Et quand ils étaient malades, comment ils faisaient ?

Comment ils faisaient... ils se débrouillaient tout seuls à la maison...

 

Est-ce qu'ils utilisaient des herbes pour se soigner, des tisanes ?

Oh oui, je crois, ça ils utilisaient beaucoup. Et puis on pouvait boire du café, il y avait déjà du café.


On pouvait l'acheter à Sion ?

Sûrement. Et puis ils faisaient du boire avec de la farine ; ils tapaient et buvaient le jus ; c’était bon… ; papa nous disait toujours : « Be pas de café... e pas bon » (« ne bois pas de café, c’est pas bon » ; bois plutôt du petit lait (étcha) ! ou de ce liquide à base de farine (je ne me rappelle plus son nom en patois)


La farine était grillée ?

Pas même... mais certains ne voulaient pas boire l'étcha, maintenant on l’aime bien ; toutes des choses qu'on aime bien maintenant qu'alors on n’en voulait plus. Et tu vois, on vivait avec peu de chose, pour tout, pour tout, Oh mon Dieu, pour les habits, pour tout...

La première épicerie


Tu te rappelles quand il y a eu la première épicerie à Veysonnaz ?

Ah, ça c'est Francillon je crois qui eu la première épicerie, le père de Marcel Fournier. Je pense. Peut-être qu'ils en ont eu une avant déjà.


C'était dans les années 20-30 ?

Oui, je pense, de mon temps, tu vois, de mon temps.


Et qu'est-ce qu'ils vendaient, tu te souviens ?

Un peu de tout. C'était là où habitait Nanette, où il y a le bistrot maintenant, chez Guy Fragnière, c'était là l'épicerie. Là il y avait rien qu'un magasin, c'était pas tant... On y trouvait du sucre, du sel, du café, je ne sais pas s'il y avait déjà du pain.


Des outils aussi ?

Peut-être bien ; pas beaucoup.

Les contacts avec l’extérieur, à part Sion


Finalement ils avaient peu de contacts avec l'extérieur, à part les foires à Sion ?

Oui, ils avaient peu de contacts. Il y avait jamais des gens qui venaient en vacances, jamais.


Tu parlais du service militaire. Ton papa, Jean, il est allé où pendant la Guerre de 14-18 ?

Oh, je me rappelle pas.... ils étaient tous ensemble là... pas en Valais... dans d'autres cantons


Tous les hommes allaient au service militaire et c'était une occasion de connaître d'autres personnes ?

Oui, je sais pas

Les Mayens de Sion, les « Monsieurs » et les myrtilles


Mais autrement à part la foire à Sion, est-ce qu'ils allaient déjà aux Mayens-de-Sion ?

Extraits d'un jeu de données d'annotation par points

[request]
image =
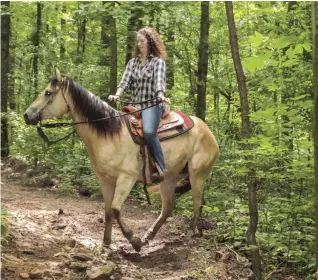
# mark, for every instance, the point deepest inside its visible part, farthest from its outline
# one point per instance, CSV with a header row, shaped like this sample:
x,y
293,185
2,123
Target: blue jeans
x,y
150,122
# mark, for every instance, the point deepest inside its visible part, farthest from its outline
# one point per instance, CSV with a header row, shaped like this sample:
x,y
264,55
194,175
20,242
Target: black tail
x,y
183,186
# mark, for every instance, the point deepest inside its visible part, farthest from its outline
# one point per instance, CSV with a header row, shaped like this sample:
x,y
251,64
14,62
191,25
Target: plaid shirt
x,y
146,82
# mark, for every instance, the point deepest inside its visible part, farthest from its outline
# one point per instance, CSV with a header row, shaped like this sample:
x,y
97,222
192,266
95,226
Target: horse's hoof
x,y
136,243
192,233
144,241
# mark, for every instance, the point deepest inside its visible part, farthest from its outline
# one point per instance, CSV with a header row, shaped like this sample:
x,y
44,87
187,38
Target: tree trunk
x,y
11,95
62,42
170,44
315,81
105,39
113,54
5,44
134,24
81,38
203,60
36,45
252,201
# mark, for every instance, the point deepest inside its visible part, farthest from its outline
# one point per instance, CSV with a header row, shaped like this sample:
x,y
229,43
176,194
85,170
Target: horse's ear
x,y
58,74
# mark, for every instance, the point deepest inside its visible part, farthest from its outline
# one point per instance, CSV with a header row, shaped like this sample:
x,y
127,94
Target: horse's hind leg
x,y
108,195
123,187
167,196
197,183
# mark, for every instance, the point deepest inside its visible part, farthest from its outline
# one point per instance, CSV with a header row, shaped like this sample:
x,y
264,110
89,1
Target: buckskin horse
x,y
115,157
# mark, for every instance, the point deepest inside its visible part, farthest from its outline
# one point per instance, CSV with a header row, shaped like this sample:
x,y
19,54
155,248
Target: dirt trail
x,y
53,236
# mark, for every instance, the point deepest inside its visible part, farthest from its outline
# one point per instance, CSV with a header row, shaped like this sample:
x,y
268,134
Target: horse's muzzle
x,y
30,120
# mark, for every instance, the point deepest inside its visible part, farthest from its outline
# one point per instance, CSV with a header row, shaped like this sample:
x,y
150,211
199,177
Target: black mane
x,y
93,108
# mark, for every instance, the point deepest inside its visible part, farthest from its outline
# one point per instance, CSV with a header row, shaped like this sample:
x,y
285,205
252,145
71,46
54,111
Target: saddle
x,y
172,124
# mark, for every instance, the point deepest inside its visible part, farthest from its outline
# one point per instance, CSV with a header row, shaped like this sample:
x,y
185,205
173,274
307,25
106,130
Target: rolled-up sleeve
x,y
125,81
160,76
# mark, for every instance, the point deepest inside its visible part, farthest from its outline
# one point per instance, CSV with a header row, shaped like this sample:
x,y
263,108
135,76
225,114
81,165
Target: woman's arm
x,y
160,77
124,83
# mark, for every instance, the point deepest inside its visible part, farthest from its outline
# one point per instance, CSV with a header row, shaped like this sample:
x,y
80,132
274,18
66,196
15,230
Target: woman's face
x,y
142,44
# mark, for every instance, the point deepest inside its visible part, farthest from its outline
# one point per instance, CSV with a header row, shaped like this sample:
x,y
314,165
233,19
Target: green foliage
x,y
275,46
4,224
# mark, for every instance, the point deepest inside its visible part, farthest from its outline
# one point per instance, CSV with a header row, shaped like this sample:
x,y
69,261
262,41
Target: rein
x,y
64,124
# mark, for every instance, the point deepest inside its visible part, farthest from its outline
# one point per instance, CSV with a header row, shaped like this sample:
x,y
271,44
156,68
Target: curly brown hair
x,y
155,44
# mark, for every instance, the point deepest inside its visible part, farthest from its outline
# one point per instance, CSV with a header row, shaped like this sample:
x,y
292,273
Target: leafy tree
x,y
251,238
5,43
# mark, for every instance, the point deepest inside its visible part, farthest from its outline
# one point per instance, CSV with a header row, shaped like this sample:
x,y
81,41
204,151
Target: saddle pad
x,y
176,124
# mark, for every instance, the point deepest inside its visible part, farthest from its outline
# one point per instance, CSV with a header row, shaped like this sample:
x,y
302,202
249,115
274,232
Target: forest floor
x,y
56,236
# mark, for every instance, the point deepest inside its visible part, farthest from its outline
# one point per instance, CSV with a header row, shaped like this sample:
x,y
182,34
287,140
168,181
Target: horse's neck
x,y
87,133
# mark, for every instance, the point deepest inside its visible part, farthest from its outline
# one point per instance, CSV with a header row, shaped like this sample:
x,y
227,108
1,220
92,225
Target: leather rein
x,y
64,124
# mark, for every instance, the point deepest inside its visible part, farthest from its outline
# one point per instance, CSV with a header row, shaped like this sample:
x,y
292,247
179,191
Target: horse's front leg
x,y
108,190
123,187
167,196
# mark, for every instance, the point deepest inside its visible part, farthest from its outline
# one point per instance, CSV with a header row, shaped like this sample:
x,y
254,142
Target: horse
x,y
115,157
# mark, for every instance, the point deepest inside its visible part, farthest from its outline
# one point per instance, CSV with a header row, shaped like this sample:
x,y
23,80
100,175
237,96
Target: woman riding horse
x,y
146,75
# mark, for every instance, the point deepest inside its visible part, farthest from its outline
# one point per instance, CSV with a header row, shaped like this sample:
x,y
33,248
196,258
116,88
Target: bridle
x,y
62,86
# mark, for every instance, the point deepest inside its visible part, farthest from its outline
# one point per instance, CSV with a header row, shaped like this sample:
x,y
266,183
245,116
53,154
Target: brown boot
x,y
157,177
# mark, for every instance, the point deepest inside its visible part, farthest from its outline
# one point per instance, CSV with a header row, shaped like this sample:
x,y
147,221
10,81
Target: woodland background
x,y
92,41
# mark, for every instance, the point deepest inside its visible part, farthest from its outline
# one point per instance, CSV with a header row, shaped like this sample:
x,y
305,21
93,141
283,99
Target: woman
x,y
146,75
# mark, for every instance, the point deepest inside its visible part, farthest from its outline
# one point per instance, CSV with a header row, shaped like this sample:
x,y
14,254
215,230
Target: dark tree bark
x,y
105,39
81,38
5,44
62,42
203,60
252,200
113,54
315,81
36,45
11,95
134,24
170,45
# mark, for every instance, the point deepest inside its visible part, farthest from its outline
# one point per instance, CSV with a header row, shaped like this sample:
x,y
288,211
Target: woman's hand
x,y
165,99
113,97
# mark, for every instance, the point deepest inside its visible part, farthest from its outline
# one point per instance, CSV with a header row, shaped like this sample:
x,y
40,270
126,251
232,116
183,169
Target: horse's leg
x,y
197,180
108,191
167,197
123,187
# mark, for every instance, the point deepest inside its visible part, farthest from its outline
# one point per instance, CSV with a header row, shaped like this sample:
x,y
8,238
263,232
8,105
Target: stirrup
x,y
157,177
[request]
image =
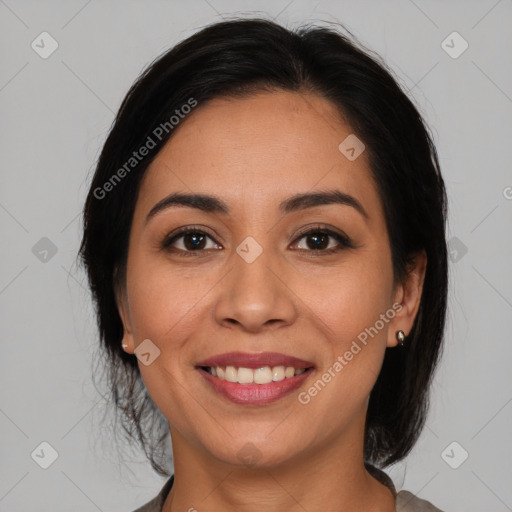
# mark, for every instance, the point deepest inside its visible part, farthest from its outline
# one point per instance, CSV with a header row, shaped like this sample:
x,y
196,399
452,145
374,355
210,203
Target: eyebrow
x,y
213,204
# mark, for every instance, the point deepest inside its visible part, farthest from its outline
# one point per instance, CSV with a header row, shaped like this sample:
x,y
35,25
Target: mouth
x,y
258,376
254,379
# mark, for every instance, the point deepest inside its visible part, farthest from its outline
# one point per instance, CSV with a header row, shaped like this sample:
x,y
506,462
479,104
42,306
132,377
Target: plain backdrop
x,y
55,115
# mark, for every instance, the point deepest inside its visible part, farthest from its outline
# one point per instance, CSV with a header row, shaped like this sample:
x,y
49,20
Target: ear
x,y
124,312
407,294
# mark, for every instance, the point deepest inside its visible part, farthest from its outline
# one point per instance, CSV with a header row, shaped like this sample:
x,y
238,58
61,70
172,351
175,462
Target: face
x,y
298,279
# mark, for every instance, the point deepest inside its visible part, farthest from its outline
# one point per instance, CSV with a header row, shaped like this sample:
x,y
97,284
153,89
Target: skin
x,y
253,153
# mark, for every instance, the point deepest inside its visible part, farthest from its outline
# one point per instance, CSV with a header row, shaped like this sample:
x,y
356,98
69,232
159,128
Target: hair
x,y
234,59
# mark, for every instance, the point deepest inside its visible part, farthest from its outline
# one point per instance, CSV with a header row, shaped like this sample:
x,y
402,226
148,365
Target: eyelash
x,y
343,240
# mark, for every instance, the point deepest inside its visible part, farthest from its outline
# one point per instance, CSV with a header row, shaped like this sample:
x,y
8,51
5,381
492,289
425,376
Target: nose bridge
x,y
253,295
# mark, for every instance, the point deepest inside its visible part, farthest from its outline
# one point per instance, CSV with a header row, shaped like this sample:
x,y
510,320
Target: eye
x,y
193,240
317,239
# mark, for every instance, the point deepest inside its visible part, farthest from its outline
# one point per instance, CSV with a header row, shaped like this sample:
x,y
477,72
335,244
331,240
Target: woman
x,y
264,240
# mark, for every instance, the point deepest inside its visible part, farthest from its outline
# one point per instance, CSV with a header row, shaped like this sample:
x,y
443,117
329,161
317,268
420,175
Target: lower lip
x,y
255,394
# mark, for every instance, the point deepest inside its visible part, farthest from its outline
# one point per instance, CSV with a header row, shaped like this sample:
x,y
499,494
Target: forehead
x,y
259,148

→ Consignes:
1/ Relevez toutes les lignes de la liste où figure la chaîne "hair".
2/ Poursuivez, s'il vous plaît, l'entretien sur la vie d'autrefois à Veysonnaz à partir de sa dernière phrase.

→ Réponses par consigne:
1/
Target: curly brown hair
Target: hair

2/
Quand est-ce que ça a commencé, je ne sais pas mais de mon temps, j'allais toujours. On allait cueillir des myrtilles et on allait les vendre aux Mayens-de-Sion.


Parce qu'il y avait déjà ce qu’on appelait les "Monsieurs" ?

Oui


Il y avait déjà les vieux chalets ?

Oui, ça existait déjà de mon temps


Et vous, vous alliez vendre les myrtilles, les framboises ?

Surtout les myrtilles, on allait les vendre et on avait tellement la frousse pour aller aux Mayens de Sion quand il fallait passer au Tsable du Guéraz. Parce qu'on avait peur des "Dumas" 


Pourquoi ils avaient peur du Tsable du Guéraz ?

Mais je sais pas pourquoi ils avaient peur des Dumas, à la maison on en parlait toujours, c'était pour faire peur ; quand on était en bas au çu (pâturages en-dessus de Salins), la peur qu’on avait : ils nous disaient : « ils passent par ici les Dumas ! »


Et puis alors là-bas vous vendiez combien le panier de myrtilles ?

Oh moi je sais pas combien, peut-être cinq francs...


Et vous alliez les ramasser avec le peigne dans la forêt ?

Oui, il fallait aller les chercher là-haut dans la forêt


Et en même temps vous rigoliez bien...

Oui, surtout avec Alice, ma sœur, elle était tellement comique ! Un jour on était là-haut et elle a dit : "Horané, j'ai mis un soulier de papa et un soulier à moi !" Et elle s'est aperçue de ça tout là-haut parce qu'elle avait mal aux pieds ! Il y avait des combines à mourir de rire. Tu sais, maintenant les gens y rigolent pas beaucoup mais en ce temps-là, on riait beaucoup et puis par exemple ensemble dans les veillées comme ça...

 

Les veillées


Comment, justement, c'était ces veillées ?

Eh bien le soir, après le souper, on allait chez quelqu'un. Moi, je vois toujours du temps du curé Zuber... Tu as connu Hélène et Marion, chez eux il y avait deux ou trois jolies filles et alors les garçons de la Vernaz venaient veiller là et ils dansaient des fois...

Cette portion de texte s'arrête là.